*Kısa soru A*
Tabiî, sosyal ve ilâhî kanunların uyumunu konu alan metne göre şu soruları cevaplayın:
(i) Adil bir düzenin iki kaynağı nelerdir?
(ii) Tabiî ve sosyal kanunlar inananların dilinde hangi adlarla anılır?
(iii) İki tür kanun arasında paralellik olmazsa din ne olur?
━━ Alıntı metin
TABİÎ VE SOSYAL KANUNLAR İLE

İLÂHÎ KANUNLAR ARASINDAKİ UYUM

 

Adil bir düzenin iki kaynağı vardır;

A) Biri, iyi bir sistemle düzenlenmiş olması,

B) Diğeri, bu sistemde görev alanların bu sisteme inanmış olmalarıdır.

Tabiî ve sosyal kanunlara uymayan ve uyum sağlamayan bir düzenleme, adalet değil zulüm kaynağı olur. Meselâ, erkeklerin de çocuk doğurması gerekir maddesini koyup da doğum yapmayan erkeklere biner altın ceza uygulaması yapsak, bu anormal uygulama zulüm olmaz mı?

Tabiî ve sosyal kanunların inananların dilindeki adı; 'ilâhî kanunlar' veya 'sünnetullah'tır. Maddî düzenlemelerde ilâhî kanunlar ile tabiî ve sosyal kanunların verdiği sonuçlar arasında bir fark yoksa mesele yoktur. Ancak bu suretle oluşmuş kurallar bütününü uygulayacak olanların buna 'inanmaları' ve uygulama gayreti göstermeleri için 'mü'min' olmaları gerekir. İnanan kimse, Allah'a inanmayan kör kuvvetlerin peşine ne diye düşsün? İşte bu gerekçelerden dolayı inananlar farklı ve haklıdır.

İslâmiyet'e göre;

Bir dinin hak din olabilmesi için akıl yoluyla tesbit edilen tabiî ve sosyal kanunlar ile Kitap ve Sünnet açısından tesbit edilen ilâhî kanunlar arasında paralellik olmalıdır. Ancak o zaman o din 'hak din' olabilir. Aksi olursa 'bâtıl din' olur.

İslâmiyet'te; yerine göre,  dinsizlik, bâtıl dinden daha iyidir.

Zehirle yiyeceği ayırdetmek gerekir. Zehiri hiç almamak almaktan çok iyidir. Ama insan gıdasız yaşayamaz. Yaşayabilmesi beslenebilmesine bağlıdır. Alınacak şeyin gıda değeri ve doğruluğu, onun sosyal ve tabiî kanunlara uygunluğu ile bilinir ve anlaşılır.

 

*    *   *

 

Yazara göre,

Şeriatta ferdin ve toplumun iradesi yoktur.

 

"B- İslâm devleti'nin "en ziyade mutluluk yaratan" devlet olduğu inancı.
━━━━
*Kısa soru B*
Listede "Annotation guideline — the target class is white high-speed" ifadesini içeren satırdan başlayın, "361;262;457;314" ifadesini içeren satırdan sonra durun. Bu satırları "target class" yerine "object class" yazarak yeniden yazın, başka hiçbir şeyi değiştirmeyin ve resimleri cevaba katmayın.
━━ Sağlanan liste
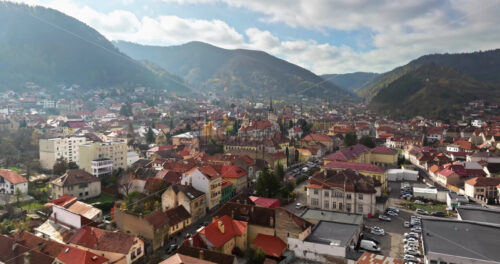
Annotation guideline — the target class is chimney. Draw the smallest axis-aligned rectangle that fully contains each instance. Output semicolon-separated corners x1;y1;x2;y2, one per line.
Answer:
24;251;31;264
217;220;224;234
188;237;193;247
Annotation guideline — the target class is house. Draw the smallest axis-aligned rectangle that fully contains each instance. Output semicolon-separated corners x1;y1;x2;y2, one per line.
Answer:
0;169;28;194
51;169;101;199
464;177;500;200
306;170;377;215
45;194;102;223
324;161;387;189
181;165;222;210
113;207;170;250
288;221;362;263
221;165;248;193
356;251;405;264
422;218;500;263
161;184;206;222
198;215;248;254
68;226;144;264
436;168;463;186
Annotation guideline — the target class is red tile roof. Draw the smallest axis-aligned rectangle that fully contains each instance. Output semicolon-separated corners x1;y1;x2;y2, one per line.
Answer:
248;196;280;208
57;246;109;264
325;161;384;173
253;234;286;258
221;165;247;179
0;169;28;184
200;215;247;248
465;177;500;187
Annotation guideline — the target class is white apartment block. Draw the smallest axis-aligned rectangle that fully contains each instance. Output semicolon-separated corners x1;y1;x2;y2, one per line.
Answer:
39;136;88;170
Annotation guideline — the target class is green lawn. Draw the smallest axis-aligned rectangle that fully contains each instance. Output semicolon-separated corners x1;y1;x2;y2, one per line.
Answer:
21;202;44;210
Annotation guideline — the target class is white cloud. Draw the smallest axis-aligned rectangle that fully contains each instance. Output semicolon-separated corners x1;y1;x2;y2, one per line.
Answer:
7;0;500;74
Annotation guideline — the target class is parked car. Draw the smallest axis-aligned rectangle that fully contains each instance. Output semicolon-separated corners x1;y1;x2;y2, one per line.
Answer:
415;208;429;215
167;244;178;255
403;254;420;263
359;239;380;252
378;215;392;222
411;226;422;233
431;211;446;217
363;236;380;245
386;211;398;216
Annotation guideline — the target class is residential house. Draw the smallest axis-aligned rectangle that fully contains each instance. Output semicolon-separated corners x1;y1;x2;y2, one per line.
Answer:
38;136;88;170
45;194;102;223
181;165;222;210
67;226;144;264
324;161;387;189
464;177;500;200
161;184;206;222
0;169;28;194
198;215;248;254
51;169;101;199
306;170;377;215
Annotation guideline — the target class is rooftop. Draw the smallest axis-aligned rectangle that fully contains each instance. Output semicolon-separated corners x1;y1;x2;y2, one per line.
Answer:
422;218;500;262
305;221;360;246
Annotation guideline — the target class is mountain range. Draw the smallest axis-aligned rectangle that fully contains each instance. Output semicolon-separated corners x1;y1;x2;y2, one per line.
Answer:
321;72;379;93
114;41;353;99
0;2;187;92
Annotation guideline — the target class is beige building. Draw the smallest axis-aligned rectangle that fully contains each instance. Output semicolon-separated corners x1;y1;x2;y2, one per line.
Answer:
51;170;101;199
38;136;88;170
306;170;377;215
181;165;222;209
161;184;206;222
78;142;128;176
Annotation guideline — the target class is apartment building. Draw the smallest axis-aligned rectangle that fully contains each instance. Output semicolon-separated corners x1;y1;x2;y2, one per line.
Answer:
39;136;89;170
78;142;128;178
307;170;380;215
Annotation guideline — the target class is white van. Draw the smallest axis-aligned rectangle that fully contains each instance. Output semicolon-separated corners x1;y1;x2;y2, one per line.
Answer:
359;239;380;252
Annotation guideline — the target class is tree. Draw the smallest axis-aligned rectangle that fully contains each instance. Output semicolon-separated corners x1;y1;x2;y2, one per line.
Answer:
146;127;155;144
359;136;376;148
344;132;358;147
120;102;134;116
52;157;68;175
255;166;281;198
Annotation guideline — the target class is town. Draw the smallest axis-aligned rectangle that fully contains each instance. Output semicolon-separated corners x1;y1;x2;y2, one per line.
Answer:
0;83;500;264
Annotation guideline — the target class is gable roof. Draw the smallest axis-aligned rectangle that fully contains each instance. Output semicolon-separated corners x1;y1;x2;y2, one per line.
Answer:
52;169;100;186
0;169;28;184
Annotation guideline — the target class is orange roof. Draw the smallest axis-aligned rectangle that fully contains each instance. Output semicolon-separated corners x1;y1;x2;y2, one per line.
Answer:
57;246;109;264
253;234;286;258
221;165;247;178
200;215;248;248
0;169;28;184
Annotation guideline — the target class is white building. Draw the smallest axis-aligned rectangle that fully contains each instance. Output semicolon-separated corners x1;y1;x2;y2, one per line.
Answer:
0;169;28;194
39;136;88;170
━━━━
━━ Sağlanan liste
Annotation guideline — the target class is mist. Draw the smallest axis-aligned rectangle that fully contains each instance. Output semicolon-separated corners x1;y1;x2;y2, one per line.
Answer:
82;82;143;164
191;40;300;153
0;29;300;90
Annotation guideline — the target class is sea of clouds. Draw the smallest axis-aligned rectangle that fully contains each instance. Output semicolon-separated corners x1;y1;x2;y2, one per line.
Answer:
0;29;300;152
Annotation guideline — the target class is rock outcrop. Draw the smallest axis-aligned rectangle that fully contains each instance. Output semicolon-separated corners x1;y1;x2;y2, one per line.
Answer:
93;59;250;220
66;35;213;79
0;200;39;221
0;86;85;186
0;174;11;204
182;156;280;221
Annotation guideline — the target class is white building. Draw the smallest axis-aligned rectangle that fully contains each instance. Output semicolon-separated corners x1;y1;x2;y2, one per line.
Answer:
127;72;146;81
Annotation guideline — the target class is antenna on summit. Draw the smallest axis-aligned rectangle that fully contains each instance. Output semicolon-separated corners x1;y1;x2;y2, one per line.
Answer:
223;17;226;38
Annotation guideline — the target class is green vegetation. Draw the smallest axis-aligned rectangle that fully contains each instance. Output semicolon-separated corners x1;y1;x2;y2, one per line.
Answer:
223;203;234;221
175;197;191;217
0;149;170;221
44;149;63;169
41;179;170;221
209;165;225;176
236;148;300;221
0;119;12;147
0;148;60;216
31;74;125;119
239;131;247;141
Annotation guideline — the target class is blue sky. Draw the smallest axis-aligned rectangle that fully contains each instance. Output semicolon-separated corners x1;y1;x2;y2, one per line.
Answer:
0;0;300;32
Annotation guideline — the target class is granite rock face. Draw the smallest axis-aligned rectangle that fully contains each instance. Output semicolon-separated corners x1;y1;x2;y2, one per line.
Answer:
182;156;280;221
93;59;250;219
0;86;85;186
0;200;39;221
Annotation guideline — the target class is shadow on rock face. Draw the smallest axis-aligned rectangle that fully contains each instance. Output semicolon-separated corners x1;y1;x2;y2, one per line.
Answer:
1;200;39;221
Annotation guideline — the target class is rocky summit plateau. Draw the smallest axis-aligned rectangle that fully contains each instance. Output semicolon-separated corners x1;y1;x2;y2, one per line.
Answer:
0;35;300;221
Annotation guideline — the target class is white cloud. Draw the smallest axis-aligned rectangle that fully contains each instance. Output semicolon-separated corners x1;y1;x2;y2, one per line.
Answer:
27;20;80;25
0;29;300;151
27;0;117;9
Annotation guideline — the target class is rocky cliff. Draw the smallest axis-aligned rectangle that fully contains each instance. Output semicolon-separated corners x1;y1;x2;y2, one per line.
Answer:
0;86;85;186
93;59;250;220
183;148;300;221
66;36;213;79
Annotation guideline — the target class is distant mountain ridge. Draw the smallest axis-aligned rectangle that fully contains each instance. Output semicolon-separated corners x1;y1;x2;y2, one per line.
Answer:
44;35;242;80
━━━━
━━ Sağlanan liste
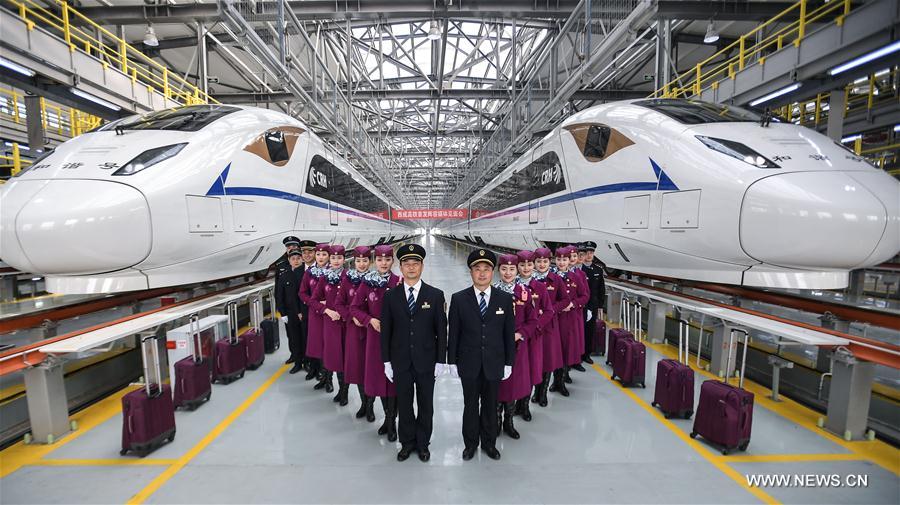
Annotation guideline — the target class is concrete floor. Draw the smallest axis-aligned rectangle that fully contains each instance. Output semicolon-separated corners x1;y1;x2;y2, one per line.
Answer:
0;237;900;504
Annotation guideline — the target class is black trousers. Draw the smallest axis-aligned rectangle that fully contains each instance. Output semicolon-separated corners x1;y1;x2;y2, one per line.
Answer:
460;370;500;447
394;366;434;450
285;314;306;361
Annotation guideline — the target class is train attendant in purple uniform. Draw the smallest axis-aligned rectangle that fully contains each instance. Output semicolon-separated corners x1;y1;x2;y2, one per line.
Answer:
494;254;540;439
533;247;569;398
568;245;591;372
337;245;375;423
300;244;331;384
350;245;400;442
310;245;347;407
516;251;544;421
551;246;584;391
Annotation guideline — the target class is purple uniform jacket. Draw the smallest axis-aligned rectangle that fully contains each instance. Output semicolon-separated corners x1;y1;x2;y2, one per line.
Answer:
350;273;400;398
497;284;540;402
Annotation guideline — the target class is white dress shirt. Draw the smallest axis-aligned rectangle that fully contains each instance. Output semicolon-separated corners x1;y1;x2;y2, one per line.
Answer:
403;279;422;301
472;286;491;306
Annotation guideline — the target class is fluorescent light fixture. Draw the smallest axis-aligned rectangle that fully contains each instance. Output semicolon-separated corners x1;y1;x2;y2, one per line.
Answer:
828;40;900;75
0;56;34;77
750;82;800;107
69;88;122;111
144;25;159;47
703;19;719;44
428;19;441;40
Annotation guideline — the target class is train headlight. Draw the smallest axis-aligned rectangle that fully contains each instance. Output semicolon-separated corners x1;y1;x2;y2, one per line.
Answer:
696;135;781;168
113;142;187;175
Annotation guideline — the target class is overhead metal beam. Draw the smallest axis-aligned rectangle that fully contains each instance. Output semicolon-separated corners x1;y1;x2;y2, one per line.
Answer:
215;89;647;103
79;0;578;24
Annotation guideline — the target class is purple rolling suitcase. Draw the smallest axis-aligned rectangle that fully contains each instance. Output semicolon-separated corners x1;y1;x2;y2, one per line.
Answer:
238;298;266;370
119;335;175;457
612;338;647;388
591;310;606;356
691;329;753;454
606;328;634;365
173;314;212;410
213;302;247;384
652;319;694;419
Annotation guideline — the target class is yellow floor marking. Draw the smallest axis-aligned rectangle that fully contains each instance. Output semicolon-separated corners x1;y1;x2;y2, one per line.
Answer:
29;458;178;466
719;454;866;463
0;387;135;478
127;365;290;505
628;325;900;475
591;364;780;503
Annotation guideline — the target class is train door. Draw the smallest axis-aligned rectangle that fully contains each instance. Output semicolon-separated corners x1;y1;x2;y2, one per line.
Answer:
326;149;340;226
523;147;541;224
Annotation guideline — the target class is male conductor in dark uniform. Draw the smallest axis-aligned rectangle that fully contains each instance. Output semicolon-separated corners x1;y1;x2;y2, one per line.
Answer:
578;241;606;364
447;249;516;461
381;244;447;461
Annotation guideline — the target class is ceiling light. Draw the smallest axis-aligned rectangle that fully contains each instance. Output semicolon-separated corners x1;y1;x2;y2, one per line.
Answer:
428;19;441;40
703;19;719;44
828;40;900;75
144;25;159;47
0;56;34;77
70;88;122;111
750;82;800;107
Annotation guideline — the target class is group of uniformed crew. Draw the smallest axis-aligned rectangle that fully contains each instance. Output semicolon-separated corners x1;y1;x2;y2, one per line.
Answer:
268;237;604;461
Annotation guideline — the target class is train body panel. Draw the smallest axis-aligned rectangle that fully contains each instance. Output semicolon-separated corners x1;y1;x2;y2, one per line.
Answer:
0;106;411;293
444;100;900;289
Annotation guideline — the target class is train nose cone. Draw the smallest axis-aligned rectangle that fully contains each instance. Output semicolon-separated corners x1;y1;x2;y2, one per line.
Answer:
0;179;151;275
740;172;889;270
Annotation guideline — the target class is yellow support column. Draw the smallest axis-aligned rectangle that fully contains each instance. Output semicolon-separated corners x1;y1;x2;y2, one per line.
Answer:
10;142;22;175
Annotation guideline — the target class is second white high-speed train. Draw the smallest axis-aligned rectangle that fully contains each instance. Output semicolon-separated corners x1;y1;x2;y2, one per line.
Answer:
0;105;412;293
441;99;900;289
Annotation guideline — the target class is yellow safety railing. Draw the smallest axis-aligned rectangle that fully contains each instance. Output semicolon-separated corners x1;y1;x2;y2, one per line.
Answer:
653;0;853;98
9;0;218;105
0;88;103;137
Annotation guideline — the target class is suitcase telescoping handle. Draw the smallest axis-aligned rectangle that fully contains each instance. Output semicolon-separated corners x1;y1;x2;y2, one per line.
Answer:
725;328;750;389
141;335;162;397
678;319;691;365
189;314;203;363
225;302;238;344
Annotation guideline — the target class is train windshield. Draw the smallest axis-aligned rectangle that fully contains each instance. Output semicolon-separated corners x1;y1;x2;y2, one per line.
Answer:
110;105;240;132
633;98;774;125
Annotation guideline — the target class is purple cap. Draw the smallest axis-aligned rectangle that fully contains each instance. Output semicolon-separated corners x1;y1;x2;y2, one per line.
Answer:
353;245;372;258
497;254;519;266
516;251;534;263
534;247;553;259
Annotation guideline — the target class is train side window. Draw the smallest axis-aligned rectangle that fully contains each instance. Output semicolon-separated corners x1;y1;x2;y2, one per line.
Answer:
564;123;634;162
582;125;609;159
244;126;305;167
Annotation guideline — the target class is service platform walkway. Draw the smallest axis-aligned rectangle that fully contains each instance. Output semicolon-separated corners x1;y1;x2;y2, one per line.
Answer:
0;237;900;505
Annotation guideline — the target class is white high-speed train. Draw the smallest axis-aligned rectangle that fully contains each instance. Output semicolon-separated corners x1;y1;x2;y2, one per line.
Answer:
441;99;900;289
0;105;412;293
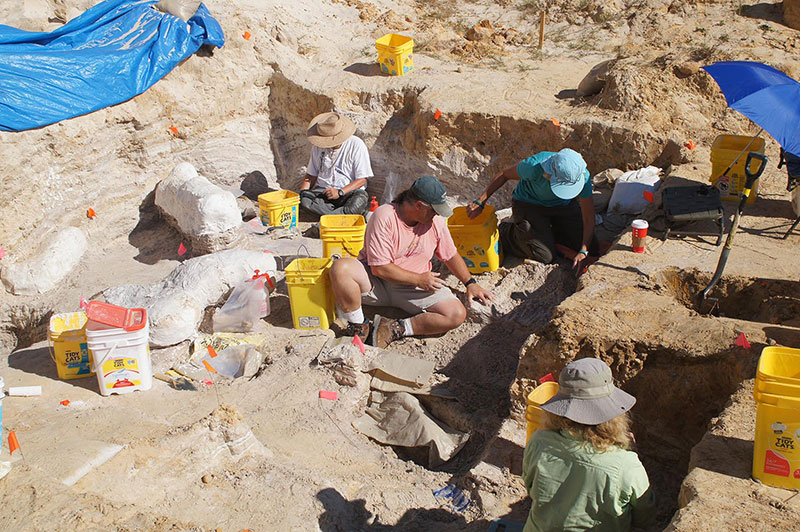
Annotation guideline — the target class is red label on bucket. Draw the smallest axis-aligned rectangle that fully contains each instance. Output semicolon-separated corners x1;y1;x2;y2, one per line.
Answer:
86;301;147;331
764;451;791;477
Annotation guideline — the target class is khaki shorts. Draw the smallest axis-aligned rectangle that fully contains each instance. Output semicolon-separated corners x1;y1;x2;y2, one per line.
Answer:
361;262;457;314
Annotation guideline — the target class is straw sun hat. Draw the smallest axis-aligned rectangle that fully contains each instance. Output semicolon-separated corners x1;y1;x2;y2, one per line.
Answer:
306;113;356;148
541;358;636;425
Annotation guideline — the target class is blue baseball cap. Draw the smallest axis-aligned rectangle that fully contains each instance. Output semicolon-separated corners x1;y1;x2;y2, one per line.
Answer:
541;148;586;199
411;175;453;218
━━━━
*Yazılı cevap A*
(i) Düzenin iyi bir sistemle düzenlenmiş olması ve bu sistemde görev alanların sisteme inanmış olmaları.
(ii) 'İlâhî kanunlar' veya 'sünnetullah'.
(iii) 'Bâtıl din' olur.

*Yazılı cevap B*
Annotation guideline — the object class is white high-speed train. Draw the smallest axis-aligned rectangle that fully contains each instance. Output semicolon-separated corners x1;y1;x2;y2, one per line.
Answer:
441;99;900;289
0;105;412;293
Annotation guideline — the object class is red label on bucket. Draw the smallest axis-aligned rectangle that fully contains each instance. Output semicolon-separated corners x1;y1;x2;y2, one per line.
Answer:
86;301;147;331
764;451;791;477
Annotation guideline — the object class is khaki shorts. Draw the smallest axis-aligned rectangle that fully contains each instance. Output semicolon-separated corners x1;y1;x2;y2, one per line.
Answer:
361;262;457;314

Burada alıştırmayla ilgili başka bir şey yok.